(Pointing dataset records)

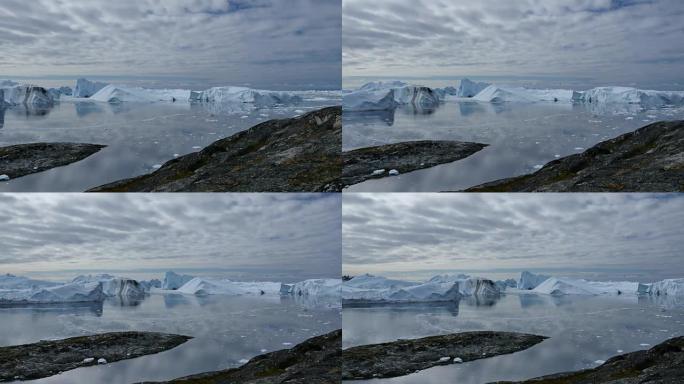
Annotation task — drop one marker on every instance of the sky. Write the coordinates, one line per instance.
(288, 236)
(295, 43)
(420, 235)
(609, 42)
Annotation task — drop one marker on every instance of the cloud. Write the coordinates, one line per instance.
(295, 233)
(412, 232)
(226, 41)
(612, 41)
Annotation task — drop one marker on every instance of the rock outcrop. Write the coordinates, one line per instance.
(47, 358)
(662, 364)
(650, 159)
(401, 357)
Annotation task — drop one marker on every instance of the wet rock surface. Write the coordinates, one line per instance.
(402, 357)
(300, 154)
(662, 364)
(47, 358)
(24, 159)
(365, 163)
(650, 159)
(314, 361)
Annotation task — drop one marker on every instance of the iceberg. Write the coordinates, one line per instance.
(10, 281)
(529, 280)
(87, 88)
(64, 293)
(202, 287)
(434, 290)
(258, 98)
(116, 94)
(667, 287)
(386, 96)
(173, 280)
(317, 287)
(559, 286)
(28, 95)
(113, 286)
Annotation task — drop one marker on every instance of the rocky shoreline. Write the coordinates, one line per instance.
(48, 358)
(662, 364)
(376, 162)
(314, 361)
(25, 159)
(402, 357)
(650, 159)
(300, 154)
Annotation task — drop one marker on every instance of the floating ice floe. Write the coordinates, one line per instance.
(380, 96)
(87, 88)
(24, 94)
(529, 280)
(434, 290)
(172, 280)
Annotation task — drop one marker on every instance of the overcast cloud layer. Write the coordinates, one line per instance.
(387, 233)
(295, 233)
(611, 41)
(228, 41)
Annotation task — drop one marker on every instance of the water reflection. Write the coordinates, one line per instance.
(225, 331)
(521, 136)
(581, 330)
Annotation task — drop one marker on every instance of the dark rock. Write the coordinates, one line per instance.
(47, 358)
(662, 364)
(289, 155)
(24, 159)
(650, 159)
(315, 361)
(359, 164)
(402, 357)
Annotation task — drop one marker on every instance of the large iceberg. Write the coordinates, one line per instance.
(64, 293)
(172, 280)
(529, 280)
(203, 286)
(434, 290)
(628, 95)
(113, 286)
(256, 97)
(317, 287)
(26, 94)
(667, 287)
(380, 96)
(87, 88)
(561, 286)
(117, 94)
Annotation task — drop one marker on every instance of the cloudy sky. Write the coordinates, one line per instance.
(268, 235)
(638, 235)
(263, 42)
(610, 41)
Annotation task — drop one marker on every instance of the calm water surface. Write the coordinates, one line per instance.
(225, 330)
(582, 330)
(138, 136)
(522, 137)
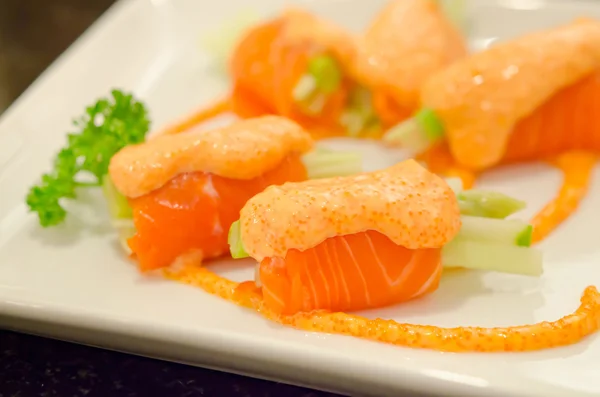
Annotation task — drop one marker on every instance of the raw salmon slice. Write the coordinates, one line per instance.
(563, 123)
(348, 273)
(193, 212)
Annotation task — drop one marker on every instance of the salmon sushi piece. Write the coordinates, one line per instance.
(523, 100)
(407, 42)
(364, 241)
(375, 239)
(276, 64)
(185, 190)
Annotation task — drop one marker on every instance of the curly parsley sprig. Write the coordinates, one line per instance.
(106, 127)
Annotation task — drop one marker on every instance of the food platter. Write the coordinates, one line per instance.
(73, 282)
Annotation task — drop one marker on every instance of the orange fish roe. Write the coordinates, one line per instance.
(407, 41)
(481, 98)
(243, 150)
(568, 330)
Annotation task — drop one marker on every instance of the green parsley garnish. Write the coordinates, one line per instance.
(104, 129)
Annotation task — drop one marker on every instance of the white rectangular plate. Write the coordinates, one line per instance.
(72, 282)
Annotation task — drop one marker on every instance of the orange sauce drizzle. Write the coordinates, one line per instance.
(576, 168)
(567, 330)
(439, 160)
(203, 114)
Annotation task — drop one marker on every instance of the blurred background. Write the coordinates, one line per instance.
(33, 33)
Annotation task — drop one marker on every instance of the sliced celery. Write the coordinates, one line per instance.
(305, 88)
(326, 72)
(117, 203)
(493, 256)
(417, 133)
(360, 118)
(325, 163)
(505, 231)
(430, 124)
(323, 76)
(236, 247)
(488, 204)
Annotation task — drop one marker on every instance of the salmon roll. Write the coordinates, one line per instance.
(522, 100)
(374, 239)
(185, 190)
(407, 42)
(331, 82)
(381, 238)
(294, 66)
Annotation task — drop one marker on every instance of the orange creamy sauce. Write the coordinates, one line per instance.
(481, 98)
(567, 330)
(243, 150)
(570, 329)
(410, 205)
(576, 167)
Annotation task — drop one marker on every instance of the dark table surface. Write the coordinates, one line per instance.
(38, 367)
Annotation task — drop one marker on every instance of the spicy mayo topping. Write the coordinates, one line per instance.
(410, 205)
(480, 99)
(242, 150)
(407, 42)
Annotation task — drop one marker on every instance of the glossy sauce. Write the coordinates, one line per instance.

_WHAT THE TASK REQUIRES_
From the line holding "roll. Write the coordinates, one line per instance." down to the final line above, quote every line exactly and only those lines.

_THE RESPONSE_
Annotation task — drop one marker on every instance of the salmon roll. Write the coordinates, one line per instance.
(522, 100)
(374, 239)
(185, 190)
(407, 42)
(331, 82)
(381, 238)
(294, 66)
Annotation task — drop one marker on every instance of the orange creamy sauce. Write the coordinates, one line per instance.
(481, 98)
(567, 330)
(243, 150)
(570, 329)
(410, 205)
(576, 167)
Annotation task — drop one marker on every instance of the dark table surface. Write the coordinates, one line per instance.
(38, 367)
Annotation task — drop one marker on every instance of the spicy mayo topping. Write the coordinates, one line per instance.
(410, 205)
(480, 99)
(242, 150)
(407, 42)
Annotation task — drop one marker on every instance of the glossy sauce. Write the coordinates, one line per instance.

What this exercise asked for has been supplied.